**GEZEIGTER TEXT**
- - - - -

Daher bitte immer ein Y-Brustgeschirr verwenden, welches sich erst tief unten am Brustbein zu teilen beginnt wie auf dem rechten Bild.
Ein Hund muss sich mit einem Geschirr so frei bewegen und fühlen können als wenn er frei wäre.


10.
Auslastung

Ein sonniger, warmer Wintermorgen. Ich gehe mit meinen 5 Hunden (die Pfötchenbande und meine treue Schäferhündin Bianca) über die Wiesen hinter unserem Haus Richtung Wald. Voller Freude rennen alle fünf erst mal los, aber schnell trennen sich ihre Wege. Lucy entdeckt einen spannenden Geruch irgendwo auf der Wiese und geht zielstrebig darauf zu. Die blinde Kitty entdeckt ein Häufchen Fuchskot und nimmt ein ausgiebiges Schönheitsbad. Jessy zupft ein paar Grashälmchen, und die kleine freche Lilly trabt keck und emsig voraus. Bianca springt überglücklich um mich rum und lacht übers ganze Gesicht. Ich bummle langsam voraus, damit alle fünf Hunde Zeit haben, ihrer Beschäftigung nachzugehen, was natürlich unterschiedlich lang dauert. Es ist ihr Spaziergang. Und der dauert so lange, wie ich Zeit habe. Nicht wie weit wir in dieser Zeit kommen ist entscheidend, sondern was die Hunde in genau dieser Zeit machen. Das ist alles was zählt. Es ist ihre Zeit und ihr Spaziergang. Langsam finden alle wieder zusammen. An einer Ecke schnüffeln alle interessiert, mutmaßlich hat der Nachbarshund dort markiert. "Ich war hier", lautet seine Botschaft. Das anlysieren sie mit ihren Riechzellen perfekt. Emsig markieren meine Chihuahuamädels drüber. "Wir auch, und wir gehören zusammen", lautet ihre Antwort. Bianca interessiert das nicht sonderlich. Andere Hunde bzw. deren Hinterlassenschaften sind ihr nicht wichtig.

Die kleine blinde Kitty trödelt mal wieder auf ihrer ewigen Suche nach markanten Gerüchen mit denen sie sich weiter pafümieren könnte.
Ich bleibe stehen, warte und atme tief ein. Die Luft riecht jeden Tag anders. Ich sehe mich um. Das Panorama sieht jeden Tag anders aus, je nach Wetterlage, je nach Jahreszeit. Aber jeden Tag aufs Neue und besonders. Ich muss mal meine Idee verwirklichen und jeden Tag ein Foto von der Alpenkette am Horizont machen, denn sie sieht wirklich jeden Tag anders aus. Auch die Luft riecht jeden Tag anders, aber das kann ich ja leider nicht festhalten. Aber dafür täglich live erleben. Wie meine Hunde.

- - - - -

**AUFGABE**
Was macht die blinde Kitty im Text über den Winterspaziergang mit den Hunden, als sie ein Häufchen Fuchskot entdeckt?

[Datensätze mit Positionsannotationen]

- - - - -

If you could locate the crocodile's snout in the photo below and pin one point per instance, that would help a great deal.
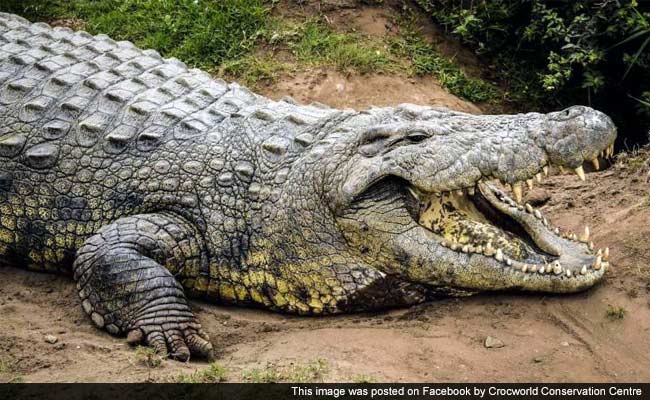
(576, 134)
(465, 232)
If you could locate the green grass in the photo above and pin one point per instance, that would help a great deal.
(216, 373)
(253, 70)
(314, 371)
(317, 44)
(615, 313)
(426, 60)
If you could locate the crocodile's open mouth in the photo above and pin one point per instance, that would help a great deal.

- - - - -

**SCHRIFTLICHE LÖSUNG**
Sie nimmt ein ausgiebiges Schönheitsbad.